__STATED GOAL__:
Locate every line in the listing below that contains the string "eyeglasses", and copy each such line in full. Case counts when matching.

(Point labeling listing)
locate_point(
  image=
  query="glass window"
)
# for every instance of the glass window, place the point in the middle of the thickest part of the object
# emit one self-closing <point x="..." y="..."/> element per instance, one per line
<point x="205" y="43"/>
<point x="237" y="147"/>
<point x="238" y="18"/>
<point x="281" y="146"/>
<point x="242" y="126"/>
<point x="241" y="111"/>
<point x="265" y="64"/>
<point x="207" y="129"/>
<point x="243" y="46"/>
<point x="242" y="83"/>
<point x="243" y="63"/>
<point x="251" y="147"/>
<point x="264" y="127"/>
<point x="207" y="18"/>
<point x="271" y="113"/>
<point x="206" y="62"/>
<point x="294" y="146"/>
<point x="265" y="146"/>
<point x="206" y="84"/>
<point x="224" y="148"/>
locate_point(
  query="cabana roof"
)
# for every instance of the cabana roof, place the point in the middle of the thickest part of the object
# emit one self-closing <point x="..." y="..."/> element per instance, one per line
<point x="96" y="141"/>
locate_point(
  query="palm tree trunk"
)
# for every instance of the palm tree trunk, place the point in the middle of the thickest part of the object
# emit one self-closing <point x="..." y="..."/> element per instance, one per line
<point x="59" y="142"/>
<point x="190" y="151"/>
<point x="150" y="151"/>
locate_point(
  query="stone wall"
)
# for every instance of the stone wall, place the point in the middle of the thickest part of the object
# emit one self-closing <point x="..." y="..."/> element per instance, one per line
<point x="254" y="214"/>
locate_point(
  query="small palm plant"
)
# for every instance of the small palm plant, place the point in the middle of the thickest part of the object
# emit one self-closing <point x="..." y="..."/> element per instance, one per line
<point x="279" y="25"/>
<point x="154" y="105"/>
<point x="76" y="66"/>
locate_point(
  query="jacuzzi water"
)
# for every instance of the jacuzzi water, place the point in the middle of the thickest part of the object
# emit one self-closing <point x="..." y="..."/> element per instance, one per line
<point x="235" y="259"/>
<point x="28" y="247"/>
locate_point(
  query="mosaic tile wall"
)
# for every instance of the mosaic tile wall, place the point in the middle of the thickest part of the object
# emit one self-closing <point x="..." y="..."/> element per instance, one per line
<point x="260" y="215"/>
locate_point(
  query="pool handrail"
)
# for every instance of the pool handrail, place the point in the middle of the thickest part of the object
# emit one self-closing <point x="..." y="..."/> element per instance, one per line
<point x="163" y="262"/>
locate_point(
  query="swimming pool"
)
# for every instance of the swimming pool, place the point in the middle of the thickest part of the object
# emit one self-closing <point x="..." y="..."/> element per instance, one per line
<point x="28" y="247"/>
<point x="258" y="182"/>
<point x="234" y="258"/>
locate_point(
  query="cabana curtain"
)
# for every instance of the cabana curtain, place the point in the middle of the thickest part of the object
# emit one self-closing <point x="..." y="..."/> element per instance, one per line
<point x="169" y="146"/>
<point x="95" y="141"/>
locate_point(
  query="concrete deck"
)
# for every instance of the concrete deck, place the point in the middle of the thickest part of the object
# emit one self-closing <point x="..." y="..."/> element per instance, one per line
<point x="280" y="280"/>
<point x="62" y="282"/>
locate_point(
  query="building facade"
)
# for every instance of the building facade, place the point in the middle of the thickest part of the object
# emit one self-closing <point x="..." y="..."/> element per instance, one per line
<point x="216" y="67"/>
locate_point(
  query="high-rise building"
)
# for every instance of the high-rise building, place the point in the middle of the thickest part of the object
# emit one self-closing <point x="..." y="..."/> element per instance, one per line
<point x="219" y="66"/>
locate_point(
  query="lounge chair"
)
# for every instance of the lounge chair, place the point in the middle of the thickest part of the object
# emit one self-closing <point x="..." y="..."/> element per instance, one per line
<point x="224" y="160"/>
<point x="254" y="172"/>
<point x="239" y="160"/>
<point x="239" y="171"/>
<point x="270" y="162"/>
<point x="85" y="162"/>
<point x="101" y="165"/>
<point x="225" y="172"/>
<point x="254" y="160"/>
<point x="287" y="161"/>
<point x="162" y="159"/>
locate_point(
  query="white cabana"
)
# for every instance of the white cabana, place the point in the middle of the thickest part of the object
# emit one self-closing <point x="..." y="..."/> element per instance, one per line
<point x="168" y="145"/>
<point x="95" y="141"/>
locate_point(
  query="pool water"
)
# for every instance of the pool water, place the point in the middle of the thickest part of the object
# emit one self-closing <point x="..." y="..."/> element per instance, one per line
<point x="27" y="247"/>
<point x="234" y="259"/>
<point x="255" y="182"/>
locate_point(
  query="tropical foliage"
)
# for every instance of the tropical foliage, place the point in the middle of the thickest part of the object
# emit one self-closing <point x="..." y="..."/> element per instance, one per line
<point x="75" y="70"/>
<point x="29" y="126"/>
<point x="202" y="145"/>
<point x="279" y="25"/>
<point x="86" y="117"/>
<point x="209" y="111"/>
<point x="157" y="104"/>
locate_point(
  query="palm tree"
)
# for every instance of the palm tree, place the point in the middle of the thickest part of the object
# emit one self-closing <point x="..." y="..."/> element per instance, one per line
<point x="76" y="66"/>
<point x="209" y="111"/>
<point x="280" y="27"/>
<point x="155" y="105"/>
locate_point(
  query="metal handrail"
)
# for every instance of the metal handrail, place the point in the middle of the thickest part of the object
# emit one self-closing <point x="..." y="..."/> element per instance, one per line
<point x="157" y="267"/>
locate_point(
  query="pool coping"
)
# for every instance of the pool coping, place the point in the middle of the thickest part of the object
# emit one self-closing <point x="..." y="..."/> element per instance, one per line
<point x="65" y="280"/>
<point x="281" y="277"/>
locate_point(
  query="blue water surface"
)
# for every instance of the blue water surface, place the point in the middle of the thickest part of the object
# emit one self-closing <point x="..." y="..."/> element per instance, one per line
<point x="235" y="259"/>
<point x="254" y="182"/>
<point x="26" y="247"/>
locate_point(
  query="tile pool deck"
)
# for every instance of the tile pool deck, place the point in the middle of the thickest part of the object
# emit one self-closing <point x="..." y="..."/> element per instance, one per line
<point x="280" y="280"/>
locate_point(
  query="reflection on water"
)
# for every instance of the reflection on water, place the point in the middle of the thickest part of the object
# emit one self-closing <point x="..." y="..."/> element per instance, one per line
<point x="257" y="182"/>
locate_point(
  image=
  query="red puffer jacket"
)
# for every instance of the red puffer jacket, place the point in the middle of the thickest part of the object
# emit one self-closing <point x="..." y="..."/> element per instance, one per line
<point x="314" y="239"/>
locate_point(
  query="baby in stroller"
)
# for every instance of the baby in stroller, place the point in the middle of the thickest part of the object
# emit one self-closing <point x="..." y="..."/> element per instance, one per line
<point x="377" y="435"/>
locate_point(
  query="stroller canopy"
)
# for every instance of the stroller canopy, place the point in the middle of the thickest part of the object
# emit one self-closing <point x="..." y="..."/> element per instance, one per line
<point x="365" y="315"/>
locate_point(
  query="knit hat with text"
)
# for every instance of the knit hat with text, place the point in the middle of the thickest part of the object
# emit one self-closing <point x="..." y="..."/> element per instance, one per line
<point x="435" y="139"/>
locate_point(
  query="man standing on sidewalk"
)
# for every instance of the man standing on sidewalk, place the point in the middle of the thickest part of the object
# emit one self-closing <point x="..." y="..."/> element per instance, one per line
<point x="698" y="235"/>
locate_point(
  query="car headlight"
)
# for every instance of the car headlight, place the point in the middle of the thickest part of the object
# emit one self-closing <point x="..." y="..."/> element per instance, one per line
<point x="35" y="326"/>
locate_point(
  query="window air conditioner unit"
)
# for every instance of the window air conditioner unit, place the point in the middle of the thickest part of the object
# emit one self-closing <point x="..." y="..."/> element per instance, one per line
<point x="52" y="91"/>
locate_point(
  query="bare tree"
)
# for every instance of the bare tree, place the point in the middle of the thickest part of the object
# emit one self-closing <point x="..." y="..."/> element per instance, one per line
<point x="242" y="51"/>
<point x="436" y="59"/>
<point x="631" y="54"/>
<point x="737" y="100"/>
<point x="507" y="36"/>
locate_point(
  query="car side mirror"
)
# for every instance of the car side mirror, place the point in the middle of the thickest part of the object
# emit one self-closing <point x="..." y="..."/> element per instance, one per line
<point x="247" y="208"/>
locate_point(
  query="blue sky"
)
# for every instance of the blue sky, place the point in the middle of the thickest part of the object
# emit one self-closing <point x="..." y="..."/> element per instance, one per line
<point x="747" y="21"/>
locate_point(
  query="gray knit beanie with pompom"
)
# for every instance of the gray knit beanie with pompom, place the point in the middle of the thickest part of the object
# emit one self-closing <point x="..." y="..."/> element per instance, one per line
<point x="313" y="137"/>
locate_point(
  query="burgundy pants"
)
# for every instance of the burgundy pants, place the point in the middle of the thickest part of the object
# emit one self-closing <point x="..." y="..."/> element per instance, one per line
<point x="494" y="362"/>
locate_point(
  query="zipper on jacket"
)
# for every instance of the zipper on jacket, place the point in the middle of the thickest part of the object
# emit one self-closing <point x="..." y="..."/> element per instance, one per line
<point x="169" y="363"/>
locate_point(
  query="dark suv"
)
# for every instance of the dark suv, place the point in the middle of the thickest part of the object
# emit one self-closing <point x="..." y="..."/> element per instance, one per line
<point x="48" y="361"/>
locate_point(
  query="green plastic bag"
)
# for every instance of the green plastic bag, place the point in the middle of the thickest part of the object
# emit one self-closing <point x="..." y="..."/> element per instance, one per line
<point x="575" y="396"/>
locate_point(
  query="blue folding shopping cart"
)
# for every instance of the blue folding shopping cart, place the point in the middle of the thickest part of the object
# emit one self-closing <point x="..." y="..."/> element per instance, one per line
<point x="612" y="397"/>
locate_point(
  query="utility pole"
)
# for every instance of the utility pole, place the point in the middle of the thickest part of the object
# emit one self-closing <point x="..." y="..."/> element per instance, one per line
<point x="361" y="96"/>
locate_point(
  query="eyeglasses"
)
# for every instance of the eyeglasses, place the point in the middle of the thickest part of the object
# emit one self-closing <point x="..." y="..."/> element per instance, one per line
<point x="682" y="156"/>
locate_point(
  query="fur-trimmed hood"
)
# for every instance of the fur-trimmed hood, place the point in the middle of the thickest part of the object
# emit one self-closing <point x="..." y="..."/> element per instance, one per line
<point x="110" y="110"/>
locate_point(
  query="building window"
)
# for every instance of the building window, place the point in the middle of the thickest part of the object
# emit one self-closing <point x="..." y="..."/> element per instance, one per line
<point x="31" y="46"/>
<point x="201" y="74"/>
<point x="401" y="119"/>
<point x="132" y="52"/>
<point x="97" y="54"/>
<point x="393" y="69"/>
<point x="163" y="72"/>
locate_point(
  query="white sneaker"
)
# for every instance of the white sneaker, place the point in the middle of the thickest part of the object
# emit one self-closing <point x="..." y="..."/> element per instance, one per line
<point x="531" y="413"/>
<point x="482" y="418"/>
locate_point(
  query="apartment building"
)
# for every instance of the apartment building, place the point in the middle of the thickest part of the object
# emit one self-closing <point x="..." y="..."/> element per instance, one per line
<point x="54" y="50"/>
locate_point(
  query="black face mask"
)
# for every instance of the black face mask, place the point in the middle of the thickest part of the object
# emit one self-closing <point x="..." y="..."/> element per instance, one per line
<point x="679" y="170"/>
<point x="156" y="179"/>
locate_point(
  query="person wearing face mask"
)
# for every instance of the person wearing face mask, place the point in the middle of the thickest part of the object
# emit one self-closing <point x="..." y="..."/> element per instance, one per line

__EXERCISE SOLUTION__:
  query="eyeglasses"
# for every instance of the eyeglasses, place the point in the middle of the thickest part of the object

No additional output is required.